▶ **Given instruction**
Find every line below that contains the word "cloud" and copy each one out in full. Matching is case-sensitive.

▶ **Data shown**
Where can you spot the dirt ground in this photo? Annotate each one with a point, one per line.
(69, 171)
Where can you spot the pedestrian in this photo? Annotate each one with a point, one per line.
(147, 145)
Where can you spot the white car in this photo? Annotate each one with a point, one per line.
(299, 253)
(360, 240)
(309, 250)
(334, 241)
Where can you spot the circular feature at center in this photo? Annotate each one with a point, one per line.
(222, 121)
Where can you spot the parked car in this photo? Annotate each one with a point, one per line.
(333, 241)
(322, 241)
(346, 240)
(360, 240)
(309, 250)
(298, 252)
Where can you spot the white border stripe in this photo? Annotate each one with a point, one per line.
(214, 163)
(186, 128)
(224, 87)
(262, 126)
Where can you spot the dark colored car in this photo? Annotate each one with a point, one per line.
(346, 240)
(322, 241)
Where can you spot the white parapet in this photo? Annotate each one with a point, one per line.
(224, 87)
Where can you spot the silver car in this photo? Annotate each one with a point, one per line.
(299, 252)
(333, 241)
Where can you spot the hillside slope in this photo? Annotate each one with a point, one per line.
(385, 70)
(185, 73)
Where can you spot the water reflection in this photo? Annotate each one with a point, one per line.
---
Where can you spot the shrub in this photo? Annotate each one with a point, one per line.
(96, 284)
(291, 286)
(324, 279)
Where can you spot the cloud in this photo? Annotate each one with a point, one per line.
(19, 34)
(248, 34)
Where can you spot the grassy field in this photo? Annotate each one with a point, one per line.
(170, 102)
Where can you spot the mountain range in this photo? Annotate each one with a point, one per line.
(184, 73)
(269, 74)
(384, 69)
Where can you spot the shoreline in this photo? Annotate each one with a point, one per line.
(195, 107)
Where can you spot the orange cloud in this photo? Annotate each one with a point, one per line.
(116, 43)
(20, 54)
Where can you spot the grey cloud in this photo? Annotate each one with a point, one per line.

▶ **Reply**
Where can you spot the cloud in this photo? Annotate each one with a point, one per line.
Where can you spot the orange cloud in this photo? Annotate each one with a point, one per line.
Where can you spot the grey cloud in this photo? Annotate each one with a point, one per line.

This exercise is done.